Marijuana is the second highest reason for treatment in the 2009 National Survey on Drug Use and Health Summary with 1,243,000 people being admitted for treatment as shown in the graph below.
Click Here: Truth About Marijuana Video.
“I started using on a lark, a dare from a best friend who said that I was too chicken to smoke a joint and drink a quart of beer. I was fourteen at that time. After seven years of using and drinking I found myself at the end of the road with addiction. I was no longer using to feel euphoria, I was just using to feel some semblance of normality. Then I started having negative feelings about myself and my own abilities. I hated the paranoia. I hated looking over my shoulder all the time. I really hated not trusting my friends.
“I became so paranoid that I successfully drove everyone away and found myself in the terrible place no one wants to be in—I was alone. I’d wake up in the morning and start using and keep using throughout the day.” —Paul
“I was given my first joint in the playground of my school. I’m a heroin addict now, and I’ve just finished my eighth treatment for drug addiction.” —Christian
“The teacher in the school I went to would smoke three or four joints a day. He got lots of students to start smoking joints, me included. His dealer then pushed me to start using heroin, which I did without resisting. By that time, it was as if my conscience was already dead.” —Veronique
Today a full 16 percent of the U.S. population is dependent on alcohol, nicotine or other drugs. Another 27 percent of the general population engages in use of these substances in ways that put themselves and others at risk, including underage and adult excessive drinking, tobacco use, and misuse of pain relievers, stimulants and depressants. For a staggering 43 percent of the nation, then — nearly every other American — addiction and risky substance use are a matter of public health.

■ **Point localization data**:
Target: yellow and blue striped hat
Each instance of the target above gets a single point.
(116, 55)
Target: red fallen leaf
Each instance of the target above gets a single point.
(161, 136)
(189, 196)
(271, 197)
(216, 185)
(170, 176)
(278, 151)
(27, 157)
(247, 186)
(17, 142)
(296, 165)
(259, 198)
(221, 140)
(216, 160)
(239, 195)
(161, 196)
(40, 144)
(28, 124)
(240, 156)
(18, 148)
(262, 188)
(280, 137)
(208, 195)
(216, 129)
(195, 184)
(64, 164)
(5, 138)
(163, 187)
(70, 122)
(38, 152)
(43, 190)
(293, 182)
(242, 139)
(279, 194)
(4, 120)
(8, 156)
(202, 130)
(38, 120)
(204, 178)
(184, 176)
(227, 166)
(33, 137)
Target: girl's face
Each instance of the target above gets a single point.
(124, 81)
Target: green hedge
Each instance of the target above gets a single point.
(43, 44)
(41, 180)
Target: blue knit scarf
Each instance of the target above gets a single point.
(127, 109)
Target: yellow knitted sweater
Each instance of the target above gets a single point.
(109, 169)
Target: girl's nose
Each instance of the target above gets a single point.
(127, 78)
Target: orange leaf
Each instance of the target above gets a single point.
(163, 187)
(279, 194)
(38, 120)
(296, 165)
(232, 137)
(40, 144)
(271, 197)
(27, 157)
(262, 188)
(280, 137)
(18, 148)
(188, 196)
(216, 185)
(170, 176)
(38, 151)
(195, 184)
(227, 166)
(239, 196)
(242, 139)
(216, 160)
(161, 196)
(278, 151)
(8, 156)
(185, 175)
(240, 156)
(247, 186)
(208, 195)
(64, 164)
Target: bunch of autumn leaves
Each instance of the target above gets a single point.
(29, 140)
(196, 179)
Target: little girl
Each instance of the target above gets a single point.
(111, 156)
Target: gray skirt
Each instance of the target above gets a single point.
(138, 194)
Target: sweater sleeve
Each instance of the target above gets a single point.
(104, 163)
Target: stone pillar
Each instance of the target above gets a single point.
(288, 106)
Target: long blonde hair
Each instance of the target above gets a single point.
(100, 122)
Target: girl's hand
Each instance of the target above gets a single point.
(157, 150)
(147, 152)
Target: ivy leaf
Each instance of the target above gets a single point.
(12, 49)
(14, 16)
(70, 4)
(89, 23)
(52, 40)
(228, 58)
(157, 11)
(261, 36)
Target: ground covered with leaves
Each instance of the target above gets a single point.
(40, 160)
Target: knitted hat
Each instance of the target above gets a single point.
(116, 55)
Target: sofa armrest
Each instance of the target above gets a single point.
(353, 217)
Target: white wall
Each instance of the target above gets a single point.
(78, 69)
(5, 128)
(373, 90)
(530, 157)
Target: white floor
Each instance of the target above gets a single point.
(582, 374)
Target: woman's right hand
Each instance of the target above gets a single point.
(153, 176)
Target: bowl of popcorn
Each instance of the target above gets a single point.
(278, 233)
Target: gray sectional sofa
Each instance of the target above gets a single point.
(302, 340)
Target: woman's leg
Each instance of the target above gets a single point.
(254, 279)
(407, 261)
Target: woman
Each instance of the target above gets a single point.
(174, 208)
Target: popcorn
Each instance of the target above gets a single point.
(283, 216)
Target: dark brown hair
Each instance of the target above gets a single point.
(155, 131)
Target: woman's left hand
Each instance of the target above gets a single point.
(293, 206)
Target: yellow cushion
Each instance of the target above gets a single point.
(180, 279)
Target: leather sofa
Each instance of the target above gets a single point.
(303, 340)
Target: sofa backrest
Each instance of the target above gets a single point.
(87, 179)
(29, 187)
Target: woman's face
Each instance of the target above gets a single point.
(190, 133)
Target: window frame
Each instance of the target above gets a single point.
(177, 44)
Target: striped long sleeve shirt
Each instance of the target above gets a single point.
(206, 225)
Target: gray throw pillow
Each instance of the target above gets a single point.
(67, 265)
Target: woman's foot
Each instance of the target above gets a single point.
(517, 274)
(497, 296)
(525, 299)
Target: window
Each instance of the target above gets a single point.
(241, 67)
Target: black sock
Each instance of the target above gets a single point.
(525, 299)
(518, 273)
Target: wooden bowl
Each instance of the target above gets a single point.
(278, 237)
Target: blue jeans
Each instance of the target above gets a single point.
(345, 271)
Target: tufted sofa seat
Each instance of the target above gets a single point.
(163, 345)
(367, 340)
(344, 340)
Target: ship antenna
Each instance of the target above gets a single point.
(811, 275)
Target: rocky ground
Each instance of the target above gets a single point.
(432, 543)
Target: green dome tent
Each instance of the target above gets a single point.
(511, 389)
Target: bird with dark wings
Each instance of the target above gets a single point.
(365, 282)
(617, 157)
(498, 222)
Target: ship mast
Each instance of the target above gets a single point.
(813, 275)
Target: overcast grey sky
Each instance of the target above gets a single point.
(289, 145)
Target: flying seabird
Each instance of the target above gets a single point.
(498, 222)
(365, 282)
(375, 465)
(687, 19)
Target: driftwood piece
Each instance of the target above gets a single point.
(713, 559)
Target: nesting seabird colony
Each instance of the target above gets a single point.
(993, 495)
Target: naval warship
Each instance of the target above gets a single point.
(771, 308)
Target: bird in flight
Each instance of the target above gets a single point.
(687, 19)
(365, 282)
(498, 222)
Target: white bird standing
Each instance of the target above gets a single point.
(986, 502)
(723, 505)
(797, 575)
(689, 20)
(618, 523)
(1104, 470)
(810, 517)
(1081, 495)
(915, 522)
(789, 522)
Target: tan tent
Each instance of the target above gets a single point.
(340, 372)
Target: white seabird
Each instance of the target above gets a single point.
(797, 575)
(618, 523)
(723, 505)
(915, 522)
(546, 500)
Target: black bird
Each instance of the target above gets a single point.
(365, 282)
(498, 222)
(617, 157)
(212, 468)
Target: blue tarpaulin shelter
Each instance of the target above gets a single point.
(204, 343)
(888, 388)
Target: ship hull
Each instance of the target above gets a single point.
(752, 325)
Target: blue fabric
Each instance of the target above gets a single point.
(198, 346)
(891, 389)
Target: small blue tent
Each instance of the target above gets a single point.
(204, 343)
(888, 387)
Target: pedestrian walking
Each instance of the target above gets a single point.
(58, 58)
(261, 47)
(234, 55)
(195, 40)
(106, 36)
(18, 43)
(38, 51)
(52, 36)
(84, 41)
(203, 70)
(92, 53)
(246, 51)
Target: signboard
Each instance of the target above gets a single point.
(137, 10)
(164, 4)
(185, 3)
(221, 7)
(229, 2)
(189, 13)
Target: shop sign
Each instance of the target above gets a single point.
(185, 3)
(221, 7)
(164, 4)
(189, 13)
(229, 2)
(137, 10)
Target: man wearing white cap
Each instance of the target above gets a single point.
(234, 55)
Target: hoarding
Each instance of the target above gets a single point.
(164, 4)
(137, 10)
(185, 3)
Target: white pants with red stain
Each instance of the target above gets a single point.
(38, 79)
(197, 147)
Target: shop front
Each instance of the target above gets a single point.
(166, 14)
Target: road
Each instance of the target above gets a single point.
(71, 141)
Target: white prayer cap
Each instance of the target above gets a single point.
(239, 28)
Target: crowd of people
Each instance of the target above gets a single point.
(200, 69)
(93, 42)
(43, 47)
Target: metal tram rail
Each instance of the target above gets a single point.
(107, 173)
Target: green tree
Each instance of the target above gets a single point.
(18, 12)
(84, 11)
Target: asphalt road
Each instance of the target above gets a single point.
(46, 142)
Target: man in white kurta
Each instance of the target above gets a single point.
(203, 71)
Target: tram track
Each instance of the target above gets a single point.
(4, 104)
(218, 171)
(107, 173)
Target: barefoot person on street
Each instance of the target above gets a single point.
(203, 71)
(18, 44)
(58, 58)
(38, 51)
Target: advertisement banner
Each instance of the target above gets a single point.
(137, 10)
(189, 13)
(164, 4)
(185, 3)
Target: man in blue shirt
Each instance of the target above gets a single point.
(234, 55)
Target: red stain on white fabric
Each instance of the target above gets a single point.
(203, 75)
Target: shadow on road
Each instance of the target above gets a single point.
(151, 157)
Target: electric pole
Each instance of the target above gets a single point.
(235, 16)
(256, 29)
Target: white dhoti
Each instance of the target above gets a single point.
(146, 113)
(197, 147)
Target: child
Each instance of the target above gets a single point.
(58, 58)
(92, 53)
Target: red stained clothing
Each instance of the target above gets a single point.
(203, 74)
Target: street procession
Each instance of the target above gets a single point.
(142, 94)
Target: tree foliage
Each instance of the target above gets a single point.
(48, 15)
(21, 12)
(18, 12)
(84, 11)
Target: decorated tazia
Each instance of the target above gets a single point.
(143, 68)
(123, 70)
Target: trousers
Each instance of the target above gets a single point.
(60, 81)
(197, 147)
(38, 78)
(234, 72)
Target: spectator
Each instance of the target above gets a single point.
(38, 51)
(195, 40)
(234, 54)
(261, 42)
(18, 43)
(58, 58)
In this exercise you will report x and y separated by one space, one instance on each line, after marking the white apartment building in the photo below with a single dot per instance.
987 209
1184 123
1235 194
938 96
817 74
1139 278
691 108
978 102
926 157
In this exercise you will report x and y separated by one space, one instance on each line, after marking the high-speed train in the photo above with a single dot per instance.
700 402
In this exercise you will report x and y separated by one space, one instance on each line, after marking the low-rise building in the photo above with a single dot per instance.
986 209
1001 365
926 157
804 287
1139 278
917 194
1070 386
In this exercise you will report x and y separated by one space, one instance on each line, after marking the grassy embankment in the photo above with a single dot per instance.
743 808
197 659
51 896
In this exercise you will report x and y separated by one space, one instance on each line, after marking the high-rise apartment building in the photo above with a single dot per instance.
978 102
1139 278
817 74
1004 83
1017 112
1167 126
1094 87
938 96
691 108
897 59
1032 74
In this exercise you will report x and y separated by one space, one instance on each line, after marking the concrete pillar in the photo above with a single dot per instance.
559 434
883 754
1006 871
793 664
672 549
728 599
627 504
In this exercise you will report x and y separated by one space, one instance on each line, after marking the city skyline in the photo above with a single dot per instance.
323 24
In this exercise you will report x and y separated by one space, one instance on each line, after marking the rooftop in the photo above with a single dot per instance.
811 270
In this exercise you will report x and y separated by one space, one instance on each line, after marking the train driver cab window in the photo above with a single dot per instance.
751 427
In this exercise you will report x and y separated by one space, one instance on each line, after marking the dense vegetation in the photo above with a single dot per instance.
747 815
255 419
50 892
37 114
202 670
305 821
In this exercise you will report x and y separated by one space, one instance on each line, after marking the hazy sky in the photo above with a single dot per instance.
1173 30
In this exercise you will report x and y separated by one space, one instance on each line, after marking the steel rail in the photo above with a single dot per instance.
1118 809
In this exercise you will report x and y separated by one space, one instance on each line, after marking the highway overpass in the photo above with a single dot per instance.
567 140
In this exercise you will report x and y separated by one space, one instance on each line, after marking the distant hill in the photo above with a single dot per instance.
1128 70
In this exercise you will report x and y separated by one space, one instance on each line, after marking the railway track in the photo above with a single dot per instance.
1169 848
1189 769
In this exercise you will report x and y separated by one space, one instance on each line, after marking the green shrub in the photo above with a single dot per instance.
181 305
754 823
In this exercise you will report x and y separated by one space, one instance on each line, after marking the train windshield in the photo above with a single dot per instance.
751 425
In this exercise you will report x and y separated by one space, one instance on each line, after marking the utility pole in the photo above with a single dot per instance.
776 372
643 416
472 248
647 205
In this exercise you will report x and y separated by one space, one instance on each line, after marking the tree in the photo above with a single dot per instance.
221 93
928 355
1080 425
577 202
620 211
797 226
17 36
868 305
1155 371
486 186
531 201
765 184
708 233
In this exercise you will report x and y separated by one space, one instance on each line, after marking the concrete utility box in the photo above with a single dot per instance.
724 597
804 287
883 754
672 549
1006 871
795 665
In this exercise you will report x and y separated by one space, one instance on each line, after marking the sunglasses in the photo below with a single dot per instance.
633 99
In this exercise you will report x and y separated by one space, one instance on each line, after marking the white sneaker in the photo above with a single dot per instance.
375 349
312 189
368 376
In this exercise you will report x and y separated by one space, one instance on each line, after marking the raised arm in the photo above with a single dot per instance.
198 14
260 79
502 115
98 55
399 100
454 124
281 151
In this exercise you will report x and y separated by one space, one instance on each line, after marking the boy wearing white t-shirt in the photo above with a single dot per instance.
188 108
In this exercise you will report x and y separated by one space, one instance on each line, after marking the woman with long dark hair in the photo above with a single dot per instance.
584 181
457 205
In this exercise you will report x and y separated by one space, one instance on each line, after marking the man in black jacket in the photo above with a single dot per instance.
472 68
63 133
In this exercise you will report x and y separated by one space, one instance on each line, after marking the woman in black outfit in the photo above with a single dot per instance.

■ **Required action A**: According to the passage on marijuana and addiction, what share of the U.S. population is dependent on alcohol, nicotine or other drugs?
■ **Required action B**: Repeat the passage on marijuana and addiction word for word, from "Marijuana is the" up to and including "the graph below.".

■ **Written solution A**: 16 percent

■ **Written solution B**:
Marijuana is the second highest reason for treatment in the 2009 National Survey on Drug Use and Health Summary with 1,243,000 people being admitted for treatment as shown in the graph below.